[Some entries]
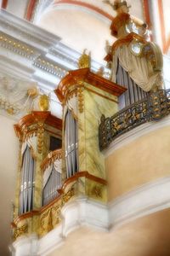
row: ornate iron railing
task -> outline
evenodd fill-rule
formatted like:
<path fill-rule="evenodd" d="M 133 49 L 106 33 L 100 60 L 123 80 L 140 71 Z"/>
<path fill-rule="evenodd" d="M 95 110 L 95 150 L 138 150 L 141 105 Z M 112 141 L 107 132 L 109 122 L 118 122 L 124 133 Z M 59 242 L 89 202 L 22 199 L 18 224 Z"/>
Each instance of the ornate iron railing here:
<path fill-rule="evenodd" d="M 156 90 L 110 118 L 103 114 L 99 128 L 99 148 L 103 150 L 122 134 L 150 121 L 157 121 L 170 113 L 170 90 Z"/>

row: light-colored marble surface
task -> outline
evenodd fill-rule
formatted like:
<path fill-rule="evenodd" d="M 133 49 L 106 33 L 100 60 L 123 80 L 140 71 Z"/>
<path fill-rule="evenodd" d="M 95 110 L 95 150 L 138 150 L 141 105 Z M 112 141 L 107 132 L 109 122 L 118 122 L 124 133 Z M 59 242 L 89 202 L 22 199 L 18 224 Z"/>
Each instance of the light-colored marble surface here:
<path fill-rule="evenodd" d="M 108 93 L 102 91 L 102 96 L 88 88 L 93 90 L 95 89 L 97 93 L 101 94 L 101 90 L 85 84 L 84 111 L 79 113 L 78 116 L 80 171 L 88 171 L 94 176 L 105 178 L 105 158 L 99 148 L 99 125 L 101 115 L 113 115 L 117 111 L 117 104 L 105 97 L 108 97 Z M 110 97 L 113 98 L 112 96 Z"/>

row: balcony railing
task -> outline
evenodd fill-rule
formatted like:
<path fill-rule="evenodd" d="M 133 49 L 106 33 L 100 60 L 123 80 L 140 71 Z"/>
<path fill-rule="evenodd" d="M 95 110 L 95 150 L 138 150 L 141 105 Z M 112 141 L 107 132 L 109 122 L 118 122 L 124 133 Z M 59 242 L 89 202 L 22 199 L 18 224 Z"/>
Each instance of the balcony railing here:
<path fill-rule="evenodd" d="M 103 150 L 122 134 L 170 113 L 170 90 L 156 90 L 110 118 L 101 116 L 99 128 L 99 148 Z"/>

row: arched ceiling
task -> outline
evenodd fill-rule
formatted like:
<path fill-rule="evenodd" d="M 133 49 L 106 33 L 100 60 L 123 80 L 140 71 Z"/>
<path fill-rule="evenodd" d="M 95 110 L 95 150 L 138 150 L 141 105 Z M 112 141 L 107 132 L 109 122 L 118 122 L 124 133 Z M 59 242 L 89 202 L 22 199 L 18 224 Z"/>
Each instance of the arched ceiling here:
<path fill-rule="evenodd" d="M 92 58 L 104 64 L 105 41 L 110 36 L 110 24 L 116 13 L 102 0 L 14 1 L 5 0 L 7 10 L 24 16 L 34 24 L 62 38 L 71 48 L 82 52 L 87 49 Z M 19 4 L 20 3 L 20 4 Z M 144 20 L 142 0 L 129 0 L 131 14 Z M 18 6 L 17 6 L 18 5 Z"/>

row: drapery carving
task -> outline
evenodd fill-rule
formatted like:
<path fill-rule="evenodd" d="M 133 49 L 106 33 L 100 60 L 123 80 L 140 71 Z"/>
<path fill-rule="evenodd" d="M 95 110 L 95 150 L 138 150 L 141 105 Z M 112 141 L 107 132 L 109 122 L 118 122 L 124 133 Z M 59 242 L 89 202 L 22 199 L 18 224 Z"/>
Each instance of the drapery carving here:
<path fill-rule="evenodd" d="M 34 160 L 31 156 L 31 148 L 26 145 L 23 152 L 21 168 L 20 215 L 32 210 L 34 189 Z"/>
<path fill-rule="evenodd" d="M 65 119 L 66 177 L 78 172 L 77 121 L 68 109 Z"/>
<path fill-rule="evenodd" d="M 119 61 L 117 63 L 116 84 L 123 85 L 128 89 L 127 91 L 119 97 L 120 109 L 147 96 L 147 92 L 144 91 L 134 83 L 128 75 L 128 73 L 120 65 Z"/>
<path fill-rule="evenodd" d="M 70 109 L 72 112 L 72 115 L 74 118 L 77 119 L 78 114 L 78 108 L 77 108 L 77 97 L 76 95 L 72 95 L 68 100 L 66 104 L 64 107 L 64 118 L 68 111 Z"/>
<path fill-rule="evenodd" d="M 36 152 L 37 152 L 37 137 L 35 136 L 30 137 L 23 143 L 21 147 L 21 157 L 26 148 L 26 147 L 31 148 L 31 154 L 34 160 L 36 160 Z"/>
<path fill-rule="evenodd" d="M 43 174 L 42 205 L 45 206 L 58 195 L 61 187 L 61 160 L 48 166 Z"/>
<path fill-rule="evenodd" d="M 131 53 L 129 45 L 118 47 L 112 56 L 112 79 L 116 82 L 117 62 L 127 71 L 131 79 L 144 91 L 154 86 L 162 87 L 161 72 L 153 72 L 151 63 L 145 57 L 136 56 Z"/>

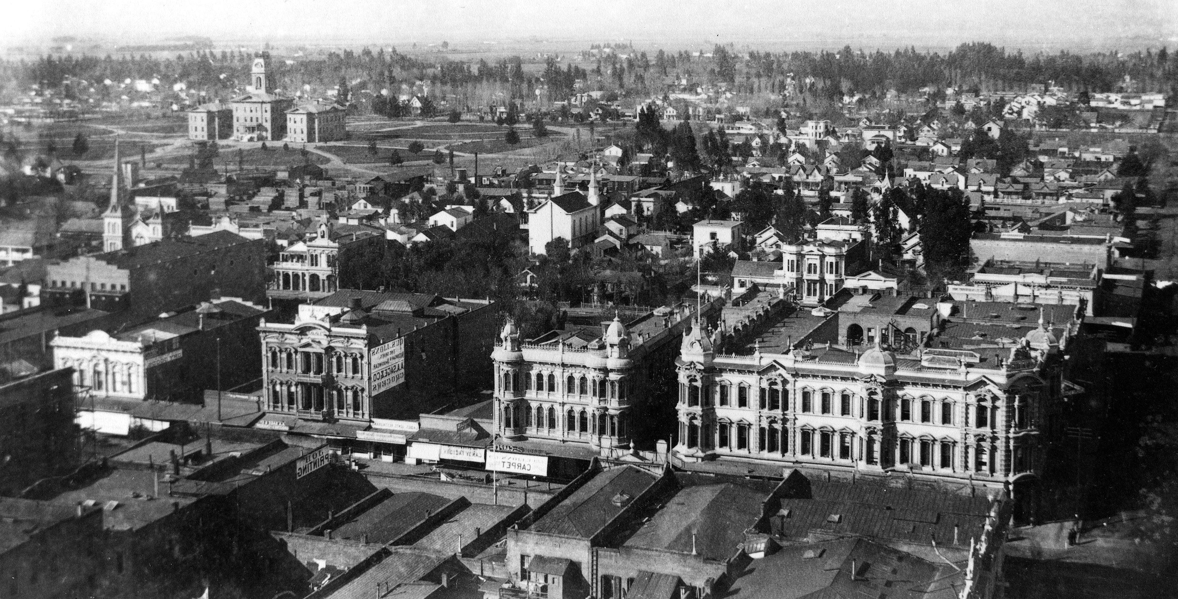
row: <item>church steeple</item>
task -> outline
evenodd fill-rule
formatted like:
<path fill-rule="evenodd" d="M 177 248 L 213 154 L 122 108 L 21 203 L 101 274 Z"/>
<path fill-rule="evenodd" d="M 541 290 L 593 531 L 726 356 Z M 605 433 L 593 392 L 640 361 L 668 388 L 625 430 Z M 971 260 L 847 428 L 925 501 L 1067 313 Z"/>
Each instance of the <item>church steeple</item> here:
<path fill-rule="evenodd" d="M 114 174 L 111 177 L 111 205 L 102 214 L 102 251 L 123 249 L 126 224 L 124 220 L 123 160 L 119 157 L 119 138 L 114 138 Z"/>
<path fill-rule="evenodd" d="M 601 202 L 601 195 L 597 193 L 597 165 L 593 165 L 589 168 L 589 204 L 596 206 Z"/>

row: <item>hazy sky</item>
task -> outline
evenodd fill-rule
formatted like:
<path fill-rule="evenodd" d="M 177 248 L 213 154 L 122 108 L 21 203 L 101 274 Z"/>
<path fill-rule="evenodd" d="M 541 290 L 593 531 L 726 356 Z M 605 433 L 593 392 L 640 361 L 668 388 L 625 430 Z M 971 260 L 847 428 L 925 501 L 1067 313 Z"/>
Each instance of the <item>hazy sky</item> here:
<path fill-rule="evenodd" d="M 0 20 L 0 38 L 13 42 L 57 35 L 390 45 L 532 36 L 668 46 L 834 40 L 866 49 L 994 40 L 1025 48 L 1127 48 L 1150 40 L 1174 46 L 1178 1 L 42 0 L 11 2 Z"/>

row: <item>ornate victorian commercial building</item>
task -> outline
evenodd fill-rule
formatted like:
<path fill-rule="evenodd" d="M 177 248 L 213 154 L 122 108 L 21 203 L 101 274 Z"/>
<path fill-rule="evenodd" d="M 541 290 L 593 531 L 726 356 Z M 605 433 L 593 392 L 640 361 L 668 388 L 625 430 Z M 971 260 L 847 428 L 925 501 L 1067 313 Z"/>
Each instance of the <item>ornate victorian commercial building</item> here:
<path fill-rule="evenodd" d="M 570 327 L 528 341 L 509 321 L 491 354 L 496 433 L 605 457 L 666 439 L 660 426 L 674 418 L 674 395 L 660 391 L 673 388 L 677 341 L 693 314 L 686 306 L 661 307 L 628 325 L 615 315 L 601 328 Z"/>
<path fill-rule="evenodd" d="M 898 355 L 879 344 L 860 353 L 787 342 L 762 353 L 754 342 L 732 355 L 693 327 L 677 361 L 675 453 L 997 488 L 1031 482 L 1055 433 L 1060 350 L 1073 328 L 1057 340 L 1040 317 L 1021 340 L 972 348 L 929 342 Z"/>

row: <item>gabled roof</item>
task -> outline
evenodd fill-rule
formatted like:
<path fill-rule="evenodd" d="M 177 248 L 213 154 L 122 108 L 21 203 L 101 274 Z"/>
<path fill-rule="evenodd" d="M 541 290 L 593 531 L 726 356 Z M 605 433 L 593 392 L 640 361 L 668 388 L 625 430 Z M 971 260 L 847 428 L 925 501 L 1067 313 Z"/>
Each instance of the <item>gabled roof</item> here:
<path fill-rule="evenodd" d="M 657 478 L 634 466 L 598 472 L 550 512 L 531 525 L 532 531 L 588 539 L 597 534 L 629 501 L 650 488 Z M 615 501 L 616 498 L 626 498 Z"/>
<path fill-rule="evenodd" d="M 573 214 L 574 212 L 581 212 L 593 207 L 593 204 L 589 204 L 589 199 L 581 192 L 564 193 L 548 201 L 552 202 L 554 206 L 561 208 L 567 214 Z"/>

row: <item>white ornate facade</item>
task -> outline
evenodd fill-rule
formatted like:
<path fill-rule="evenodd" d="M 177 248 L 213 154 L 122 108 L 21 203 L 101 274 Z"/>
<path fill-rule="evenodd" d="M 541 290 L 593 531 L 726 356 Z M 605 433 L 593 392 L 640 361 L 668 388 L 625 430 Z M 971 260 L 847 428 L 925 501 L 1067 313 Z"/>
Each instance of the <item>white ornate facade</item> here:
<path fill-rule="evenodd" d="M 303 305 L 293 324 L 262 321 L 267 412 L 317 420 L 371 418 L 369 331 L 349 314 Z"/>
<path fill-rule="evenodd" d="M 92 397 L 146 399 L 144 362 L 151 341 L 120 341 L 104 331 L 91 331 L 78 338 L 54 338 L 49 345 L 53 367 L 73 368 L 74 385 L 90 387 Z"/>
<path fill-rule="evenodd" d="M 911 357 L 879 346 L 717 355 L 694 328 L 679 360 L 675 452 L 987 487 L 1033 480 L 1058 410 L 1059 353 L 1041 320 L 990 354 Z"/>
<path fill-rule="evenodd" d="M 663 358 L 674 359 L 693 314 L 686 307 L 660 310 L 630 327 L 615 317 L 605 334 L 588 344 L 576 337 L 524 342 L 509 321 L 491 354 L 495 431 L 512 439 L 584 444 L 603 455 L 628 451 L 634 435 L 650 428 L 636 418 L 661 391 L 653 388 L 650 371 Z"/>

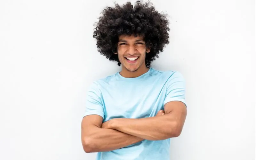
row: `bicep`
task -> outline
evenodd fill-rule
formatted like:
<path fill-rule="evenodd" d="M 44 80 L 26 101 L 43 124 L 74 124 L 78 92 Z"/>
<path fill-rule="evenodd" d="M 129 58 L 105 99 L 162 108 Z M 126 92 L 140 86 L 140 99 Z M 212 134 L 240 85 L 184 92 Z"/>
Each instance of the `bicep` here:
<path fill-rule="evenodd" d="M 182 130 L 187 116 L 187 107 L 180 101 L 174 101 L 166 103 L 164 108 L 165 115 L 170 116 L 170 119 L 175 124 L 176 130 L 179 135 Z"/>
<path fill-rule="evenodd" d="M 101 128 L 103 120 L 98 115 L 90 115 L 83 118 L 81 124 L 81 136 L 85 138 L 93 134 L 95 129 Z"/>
* * *
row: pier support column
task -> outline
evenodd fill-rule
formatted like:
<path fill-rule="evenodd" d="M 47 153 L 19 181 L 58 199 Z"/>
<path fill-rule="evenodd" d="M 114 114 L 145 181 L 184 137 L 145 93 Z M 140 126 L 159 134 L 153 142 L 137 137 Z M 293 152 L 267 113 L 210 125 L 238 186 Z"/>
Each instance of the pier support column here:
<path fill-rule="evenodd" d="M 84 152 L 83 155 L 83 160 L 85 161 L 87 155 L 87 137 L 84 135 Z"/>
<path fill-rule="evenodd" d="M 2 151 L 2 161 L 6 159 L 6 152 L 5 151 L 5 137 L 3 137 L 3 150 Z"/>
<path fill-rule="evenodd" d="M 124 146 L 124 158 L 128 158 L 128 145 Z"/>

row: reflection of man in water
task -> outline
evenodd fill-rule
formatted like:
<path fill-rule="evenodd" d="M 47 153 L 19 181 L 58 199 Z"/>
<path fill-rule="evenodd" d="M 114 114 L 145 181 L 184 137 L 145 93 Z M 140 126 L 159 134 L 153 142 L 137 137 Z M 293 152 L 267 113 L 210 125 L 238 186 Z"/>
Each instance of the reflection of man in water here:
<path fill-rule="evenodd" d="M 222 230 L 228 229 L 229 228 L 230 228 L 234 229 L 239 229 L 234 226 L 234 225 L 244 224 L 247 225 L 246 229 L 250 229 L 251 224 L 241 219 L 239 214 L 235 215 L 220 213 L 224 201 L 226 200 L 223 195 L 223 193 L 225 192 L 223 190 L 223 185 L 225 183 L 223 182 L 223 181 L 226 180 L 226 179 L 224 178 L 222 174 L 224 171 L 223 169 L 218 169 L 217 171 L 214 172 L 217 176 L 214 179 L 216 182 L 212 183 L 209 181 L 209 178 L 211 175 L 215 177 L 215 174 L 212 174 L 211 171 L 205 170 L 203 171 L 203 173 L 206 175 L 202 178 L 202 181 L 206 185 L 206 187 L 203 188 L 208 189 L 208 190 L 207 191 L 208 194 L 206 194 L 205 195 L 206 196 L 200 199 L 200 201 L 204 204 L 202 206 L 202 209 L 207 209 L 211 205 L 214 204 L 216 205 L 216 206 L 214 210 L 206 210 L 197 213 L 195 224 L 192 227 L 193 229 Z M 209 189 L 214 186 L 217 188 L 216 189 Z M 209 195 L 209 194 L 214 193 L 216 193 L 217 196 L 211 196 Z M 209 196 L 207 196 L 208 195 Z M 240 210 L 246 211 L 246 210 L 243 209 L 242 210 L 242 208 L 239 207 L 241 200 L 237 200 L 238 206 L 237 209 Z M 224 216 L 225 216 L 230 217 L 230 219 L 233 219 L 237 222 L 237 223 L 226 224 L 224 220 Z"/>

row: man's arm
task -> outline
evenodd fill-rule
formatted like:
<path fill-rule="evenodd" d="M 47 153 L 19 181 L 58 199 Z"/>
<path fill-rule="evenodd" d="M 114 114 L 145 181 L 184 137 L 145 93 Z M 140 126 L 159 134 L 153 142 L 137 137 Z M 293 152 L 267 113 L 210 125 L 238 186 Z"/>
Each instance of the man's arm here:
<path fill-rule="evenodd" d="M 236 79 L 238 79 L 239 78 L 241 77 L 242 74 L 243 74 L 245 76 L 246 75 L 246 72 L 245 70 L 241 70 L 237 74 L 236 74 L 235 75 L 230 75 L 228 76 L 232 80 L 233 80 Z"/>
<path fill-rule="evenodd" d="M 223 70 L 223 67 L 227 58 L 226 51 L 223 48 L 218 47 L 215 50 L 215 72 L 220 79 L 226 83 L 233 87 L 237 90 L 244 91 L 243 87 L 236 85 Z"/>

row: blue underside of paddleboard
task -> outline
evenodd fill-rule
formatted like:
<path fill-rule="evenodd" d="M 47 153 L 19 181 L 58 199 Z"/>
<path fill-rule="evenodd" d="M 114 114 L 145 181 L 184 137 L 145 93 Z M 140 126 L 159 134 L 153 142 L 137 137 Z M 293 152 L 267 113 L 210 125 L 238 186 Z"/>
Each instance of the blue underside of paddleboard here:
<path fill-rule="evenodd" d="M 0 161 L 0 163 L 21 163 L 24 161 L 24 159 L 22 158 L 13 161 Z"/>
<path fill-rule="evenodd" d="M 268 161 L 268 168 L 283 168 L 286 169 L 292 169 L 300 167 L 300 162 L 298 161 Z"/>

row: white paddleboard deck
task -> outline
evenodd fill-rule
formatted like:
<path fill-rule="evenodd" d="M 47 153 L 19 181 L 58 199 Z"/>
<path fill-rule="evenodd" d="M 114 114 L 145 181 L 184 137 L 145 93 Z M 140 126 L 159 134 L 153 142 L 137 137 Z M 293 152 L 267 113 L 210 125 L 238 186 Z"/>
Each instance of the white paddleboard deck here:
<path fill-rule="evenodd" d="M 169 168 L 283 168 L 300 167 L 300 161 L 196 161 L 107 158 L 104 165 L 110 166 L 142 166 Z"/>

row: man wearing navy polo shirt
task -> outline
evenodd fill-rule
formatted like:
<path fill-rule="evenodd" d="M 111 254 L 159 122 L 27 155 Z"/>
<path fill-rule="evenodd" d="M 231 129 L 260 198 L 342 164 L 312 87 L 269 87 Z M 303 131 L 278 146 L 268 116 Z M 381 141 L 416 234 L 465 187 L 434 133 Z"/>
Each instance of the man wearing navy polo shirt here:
---
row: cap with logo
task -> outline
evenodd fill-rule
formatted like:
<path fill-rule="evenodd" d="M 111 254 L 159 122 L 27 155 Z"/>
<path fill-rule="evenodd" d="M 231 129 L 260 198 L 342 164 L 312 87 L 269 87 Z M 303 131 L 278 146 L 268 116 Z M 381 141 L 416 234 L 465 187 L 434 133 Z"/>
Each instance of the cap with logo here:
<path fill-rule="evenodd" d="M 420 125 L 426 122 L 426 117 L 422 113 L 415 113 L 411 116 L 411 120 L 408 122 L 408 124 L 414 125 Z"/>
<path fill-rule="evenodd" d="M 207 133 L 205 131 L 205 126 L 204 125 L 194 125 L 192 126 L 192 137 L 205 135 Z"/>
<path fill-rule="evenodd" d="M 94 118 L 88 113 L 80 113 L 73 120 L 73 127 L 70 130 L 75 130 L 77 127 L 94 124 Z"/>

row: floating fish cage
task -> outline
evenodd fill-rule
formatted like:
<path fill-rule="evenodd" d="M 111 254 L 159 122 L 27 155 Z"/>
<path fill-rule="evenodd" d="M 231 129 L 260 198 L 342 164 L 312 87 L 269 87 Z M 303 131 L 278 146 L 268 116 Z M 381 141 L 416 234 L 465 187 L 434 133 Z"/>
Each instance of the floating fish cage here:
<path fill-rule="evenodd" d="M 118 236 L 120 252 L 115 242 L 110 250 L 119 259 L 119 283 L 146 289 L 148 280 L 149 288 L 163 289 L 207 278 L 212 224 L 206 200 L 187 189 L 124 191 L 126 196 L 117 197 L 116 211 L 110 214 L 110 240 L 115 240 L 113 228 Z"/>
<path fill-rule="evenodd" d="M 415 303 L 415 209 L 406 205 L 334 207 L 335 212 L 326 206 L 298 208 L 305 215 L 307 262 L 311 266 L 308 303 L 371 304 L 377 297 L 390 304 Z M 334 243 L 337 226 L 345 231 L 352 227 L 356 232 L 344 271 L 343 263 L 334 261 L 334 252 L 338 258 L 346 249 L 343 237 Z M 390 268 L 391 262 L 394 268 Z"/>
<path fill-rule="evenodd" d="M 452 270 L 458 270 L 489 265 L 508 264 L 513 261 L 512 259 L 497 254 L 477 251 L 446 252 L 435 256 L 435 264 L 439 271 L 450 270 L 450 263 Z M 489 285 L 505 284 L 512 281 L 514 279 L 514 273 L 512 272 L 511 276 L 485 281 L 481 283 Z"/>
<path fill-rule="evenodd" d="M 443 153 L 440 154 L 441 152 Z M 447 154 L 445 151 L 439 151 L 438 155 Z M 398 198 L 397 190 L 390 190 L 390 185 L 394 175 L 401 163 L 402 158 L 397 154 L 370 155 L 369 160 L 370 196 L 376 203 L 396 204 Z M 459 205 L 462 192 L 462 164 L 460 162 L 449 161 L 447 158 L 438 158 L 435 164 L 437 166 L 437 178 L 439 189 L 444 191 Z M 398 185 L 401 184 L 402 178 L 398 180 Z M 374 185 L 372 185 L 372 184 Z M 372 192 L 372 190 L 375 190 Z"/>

▶ Written task: Lay out the entries from the line containing "row: <item>white ornate facade</item>" through the line containing "663 358 L 674", both ends included, as a Markdown table with the columns Row and Line. Number each nonblank line in order and leave out any blank lines.

▶ Result of this exercise:
| Row | Line |
|---|---|
| 1 | row: <item>white ornate facade</item> |
| 2 | task -> outline |
| 3 | evenodd fill-rule |
| 4 | formatted like: |
| 5 | <path fill-rule="evenodd" d="M 177 248 L 213 154 L 122 108 L 21 203 L 101 274 Z"/> |
| 6 | <path fill-rule="evenodd" d="M 541 290 L 593 531 L 726 356 Z M 605 433 L 593 392 L 640 361 L 668 388 L 625 430 Z M 971 260 L 847 428 L 925 501 L 1067 313 Z"/> |
| 7 | Each instance of the <item>white ornate facade</item> here: |
| 8 | <path fill-rule="evenodd" d="M 303 305 L 293 324 L 262 321 L 267 412 L 317 420 L 371 418 L 369 331 L 349 314 Z"/> |
| 9 | <path fill-rule="evenodd" d="M 92 397 L 146 399 L 144 362 L 151 341 L 120 341 L 104 331 L 91 331 L 78 338 L 54 338 L 49 345 L 53 367 L 73 368 L 74 385 L 90 387 Z"/> |
| 10 | <path fill-rule="evenodd" d="M 911 357 L 879 346 L 717 355 L 694 328 L 679 360 L 675 452 L 987 487 L 1033 480 L 1058 410 L 1059 353 L 1041 320 L 990 354 Z"/> |
| 11 | <path fill-rule="evenodd" d="M 663 358 L 674 359 L 693 314 L 686 307 L 660 310 L 630 327 L 615 317 L 605 334 L 588 344 L 576 337 L 524 342 L 509 321 L 491 354 L 495 431 L 512 439 L 584 444 L 603 455 L 628 451 L 634 435 L 650 428 L 636 418 L 661 391 L 653 388 L 650 371 Z"/> |